RECORDED INFORMATION -
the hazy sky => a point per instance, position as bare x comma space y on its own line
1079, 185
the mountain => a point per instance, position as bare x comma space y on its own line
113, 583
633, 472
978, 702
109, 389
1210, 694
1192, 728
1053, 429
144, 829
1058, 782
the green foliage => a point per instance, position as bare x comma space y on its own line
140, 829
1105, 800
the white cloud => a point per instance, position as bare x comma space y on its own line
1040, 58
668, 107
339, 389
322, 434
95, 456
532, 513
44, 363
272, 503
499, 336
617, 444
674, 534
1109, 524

AIM OF THE TASK - Render the lines from the one containing "the white cloud" through the end of the records as a Markdown table with the columns No. and Text, giving each line a row number and omitting blank lines.

FINAL RESULT -
| No. | Text |
|---|---|
| 1 | the white cloud => a point per instance, position as bare x comma space y on its own line |
| 2 | 1040, 58 |
| 3 | 668, 107 |
| 4 | 339, 389 |
| 5 | 322, 434 |
| 6 | 95, 456 |
| 7 | 532, 513 |
| 8 | 44, 363 |
| 9 | 272, 503 |
| 10 | 499, 336 |
| 11 | 617, 444 |
| 12 | 674, 534 |
| 13 | 1109, 524 |